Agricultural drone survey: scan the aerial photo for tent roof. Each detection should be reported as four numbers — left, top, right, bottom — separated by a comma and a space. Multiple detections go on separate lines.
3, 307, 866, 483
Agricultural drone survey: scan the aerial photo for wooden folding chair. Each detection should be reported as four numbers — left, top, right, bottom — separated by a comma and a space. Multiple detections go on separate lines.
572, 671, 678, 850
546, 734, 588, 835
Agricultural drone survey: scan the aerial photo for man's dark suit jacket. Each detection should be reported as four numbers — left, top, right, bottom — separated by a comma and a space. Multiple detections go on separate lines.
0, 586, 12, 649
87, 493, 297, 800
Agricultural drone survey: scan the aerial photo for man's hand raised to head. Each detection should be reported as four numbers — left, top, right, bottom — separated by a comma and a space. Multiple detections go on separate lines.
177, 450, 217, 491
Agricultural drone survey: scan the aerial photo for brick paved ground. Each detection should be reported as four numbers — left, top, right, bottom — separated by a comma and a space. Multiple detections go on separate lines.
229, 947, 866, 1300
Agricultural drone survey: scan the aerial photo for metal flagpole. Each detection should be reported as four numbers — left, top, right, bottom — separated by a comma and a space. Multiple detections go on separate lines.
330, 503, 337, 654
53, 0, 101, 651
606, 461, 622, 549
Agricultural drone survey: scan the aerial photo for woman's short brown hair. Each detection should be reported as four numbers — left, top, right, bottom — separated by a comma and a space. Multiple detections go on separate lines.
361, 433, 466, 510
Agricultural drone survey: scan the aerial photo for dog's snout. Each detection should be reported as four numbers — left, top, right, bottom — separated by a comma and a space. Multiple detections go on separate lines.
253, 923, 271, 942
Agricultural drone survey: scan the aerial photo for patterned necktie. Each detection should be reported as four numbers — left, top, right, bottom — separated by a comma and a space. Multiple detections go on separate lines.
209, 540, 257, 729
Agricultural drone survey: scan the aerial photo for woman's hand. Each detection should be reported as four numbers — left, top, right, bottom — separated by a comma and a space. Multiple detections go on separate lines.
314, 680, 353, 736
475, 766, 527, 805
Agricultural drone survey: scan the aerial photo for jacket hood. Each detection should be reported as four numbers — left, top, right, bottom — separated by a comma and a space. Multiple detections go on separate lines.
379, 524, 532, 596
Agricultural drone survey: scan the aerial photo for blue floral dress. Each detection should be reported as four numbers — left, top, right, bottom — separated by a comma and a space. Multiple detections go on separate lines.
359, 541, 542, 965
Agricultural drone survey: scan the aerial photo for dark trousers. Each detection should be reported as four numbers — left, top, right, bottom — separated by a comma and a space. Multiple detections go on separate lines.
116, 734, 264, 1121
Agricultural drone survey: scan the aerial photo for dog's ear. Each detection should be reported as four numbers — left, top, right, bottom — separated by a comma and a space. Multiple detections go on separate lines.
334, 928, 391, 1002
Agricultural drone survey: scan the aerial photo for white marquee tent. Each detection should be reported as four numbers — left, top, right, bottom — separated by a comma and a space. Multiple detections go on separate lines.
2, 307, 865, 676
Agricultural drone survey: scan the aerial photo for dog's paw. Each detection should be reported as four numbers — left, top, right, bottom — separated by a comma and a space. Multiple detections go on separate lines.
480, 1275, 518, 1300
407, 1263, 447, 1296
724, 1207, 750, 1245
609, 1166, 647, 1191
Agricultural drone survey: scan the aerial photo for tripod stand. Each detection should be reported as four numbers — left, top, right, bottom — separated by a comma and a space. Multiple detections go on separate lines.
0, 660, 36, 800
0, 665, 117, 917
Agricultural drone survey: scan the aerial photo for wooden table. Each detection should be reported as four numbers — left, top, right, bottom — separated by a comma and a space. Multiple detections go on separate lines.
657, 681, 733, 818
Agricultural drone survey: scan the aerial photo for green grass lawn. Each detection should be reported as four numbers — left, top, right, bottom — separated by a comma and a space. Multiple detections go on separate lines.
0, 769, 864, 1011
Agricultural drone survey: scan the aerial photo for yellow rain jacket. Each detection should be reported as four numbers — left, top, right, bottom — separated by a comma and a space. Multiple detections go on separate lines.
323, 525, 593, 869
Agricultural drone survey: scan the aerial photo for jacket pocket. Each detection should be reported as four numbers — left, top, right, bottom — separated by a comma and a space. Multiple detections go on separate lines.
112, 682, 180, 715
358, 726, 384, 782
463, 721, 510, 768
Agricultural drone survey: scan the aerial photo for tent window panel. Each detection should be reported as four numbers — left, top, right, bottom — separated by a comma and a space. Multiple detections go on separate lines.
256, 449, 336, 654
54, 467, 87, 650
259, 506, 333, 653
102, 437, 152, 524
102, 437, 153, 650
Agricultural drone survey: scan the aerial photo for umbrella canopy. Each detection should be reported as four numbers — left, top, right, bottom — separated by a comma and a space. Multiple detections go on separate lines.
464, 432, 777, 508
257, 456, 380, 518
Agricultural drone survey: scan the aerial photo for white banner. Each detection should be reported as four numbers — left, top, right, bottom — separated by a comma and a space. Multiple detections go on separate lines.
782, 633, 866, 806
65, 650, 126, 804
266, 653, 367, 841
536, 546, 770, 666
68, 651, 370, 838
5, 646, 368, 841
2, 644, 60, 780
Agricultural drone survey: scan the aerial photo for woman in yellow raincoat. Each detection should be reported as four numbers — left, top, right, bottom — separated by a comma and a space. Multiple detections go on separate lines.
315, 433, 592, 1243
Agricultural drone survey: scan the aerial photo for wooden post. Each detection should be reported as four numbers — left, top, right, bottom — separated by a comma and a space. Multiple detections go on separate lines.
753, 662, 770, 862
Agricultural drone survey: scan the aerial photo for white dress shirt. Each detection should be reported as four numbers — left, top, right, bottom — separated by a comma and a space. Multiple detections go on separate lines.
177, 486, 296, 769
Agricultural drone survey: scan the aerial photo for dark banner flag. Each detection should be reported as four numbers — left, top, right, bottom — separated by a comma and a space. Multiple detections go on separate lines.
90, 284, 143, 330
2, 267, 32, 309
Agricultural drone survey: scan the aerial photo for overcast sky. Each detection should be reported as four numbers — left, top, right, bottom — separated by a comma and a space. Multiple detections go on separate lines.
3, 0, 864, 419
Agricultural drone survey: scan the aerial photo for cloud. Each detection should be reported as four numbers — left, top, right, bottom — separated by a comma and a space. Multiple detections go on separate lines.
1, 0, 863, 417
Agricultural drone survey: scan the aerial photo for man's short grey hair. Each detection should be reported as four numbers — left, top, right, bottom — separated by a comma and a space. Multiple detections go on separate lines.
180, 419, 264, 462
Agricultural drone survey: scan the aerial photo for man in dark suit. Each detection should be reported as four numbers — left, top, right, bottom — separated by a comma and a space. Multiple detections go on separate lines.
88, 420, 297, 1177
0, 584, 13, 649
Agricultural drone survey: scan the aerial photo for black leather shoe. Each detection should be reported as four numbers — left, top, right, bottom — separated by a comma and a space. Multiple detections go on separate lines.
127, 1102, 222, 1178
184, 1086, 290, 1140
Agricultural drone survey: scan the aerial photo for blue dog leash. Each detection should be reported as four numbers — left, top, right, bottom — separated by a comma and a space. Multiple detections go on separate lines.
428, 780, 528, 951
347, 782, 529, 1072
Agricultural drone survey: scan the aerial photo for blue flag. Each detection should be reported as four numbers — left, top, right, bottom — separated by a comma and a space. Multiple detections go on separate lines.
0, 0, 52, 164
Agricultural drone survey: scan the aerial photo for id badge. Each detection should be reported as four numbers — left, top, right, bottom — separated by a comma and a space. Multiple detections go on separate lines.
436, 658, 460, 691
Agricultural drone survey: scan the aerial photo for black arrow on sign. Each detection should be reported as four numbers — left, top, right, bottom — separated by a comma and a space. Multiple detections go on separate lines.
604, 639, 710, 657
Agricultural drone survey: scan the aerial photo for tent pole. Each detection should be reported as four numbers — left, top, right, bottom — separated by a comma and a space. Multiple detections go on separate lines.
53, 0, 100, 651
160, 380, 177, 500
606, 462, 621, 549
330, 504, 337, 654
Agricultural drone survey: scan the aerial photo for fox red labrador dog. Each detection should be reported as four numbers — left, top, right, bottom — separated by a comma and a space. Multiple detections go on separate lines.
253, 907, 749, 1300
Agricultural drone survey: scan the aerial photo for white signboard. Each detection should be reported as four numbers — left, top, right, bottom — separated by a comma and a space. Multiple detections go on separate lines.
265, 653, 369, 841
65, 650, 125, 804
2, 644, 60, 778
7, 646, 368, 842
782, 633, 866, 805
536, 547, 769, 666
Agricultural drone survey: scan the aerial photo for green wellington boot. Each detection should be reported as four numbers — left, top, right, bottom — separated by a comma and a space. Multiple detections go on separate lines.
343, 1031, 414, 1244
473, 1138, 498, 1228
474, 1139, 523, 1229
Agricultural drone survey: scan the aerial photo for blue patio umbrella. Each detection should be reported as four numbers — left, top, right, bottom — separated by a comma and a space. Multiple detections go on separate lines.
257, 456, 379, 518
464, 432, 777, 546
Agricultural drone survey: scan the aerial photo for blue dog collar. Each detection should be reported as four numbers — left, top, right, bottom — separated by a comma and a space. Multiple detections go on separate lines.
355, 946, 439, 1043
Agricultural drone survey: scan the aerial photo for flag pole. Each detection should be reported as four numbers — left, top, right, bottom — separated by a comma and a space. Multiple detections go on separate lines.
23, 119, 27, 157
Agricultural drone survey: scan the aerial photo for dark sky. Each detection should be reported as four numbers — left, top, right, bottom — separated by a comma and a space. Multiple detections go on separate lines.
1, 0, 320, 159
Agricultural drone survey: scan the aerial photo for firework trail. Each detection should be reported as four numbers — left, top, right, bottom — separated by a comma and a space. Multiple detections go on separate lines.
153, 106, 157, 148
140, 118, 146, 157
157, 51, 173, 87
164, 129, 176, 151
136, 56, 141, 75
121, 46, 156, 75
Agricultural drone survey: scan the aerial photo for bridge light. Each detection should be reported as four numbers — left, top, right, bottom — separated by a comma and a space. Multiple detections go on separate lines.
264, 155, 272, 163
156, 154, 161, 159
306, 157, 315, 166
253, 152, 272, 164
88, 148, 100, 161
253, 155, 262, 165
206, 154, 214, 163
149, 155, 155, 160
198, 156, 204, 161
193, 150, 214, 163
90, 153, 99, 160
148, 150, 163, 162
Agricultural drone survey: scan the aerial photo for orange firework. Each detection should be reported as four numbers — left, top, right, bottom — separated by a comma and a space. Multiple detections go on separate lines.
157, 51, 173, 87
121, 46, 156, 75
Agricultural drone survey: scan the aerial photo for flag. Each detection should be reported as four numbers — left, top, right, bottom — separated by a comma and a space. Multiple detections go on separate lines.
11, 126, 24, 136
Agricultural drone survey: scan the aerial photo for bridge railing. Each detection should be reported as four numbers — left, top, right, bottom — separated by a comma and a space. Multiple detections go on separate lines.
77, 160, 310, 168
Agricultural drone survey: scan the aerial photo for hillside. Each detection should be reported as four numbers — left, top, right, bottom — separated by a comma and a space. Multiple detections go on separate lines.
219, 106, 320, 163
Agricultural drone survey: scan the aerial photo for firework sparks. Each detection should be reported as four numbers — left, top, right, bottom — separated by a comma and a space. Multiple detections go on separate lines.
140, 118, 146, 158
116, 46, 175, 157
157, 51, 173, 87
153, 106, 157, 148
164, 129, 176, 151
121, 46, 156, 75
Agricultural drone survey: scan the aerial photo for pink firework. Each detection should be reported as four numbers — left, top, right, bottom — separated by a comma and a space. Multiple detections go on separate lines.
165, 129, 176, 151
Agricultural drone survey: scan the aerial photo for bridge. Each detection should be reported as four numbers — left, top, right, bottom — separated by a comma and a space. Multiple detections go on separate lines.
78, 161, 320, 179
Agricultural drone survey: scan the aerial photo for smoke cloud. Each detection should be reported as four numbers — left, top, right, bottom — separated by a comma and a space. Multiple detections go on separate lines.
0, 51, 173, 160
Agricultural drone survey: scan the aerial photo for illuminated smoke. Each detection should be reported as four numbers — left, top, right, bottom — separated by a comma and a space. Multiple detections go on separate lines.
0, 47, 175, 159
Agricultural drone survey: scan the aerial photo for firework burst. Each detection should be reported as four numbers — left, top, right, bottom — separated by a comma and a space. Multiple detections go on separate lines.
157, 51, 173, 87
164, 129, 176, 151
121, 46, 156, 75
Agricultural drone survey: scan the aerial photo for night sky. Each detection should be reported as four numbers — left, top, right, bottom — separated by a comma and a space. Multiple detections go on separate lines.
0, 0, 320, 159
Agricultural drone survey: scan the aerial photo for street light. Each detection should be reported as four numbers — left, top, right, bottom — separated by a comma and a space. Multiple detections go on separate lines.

*ASSIGNED TASK*: With the line that contains "for firework burst." as the start, output every line through the end of the entries exactly. Add no other lines.

*FINISHED EXERCISE*:
Agricultural drone survey: scan the aerial photo for firework burst. Each detection should be reported as four numbers — left, top, right, bottom — separated by a comma and a space. Multiple detections go on separate lines.
157, 51, 173, 87
164, 129, 176, 151
121, 46, 156, 75
Agricultural drone survey: scan the aerial photo for night sky. Each detection should be reported as four numbers — left, top, right, bottom — separated by a comma and a space. Multiple detections go on separate lines.
0, 0, 320, 159
Agricultural drone survey: scan the aerial photo for street light. Each detection should be reported as four numbers — left, top, right, bottom — separated by a comma and a space. Multiple detections go on separate lines.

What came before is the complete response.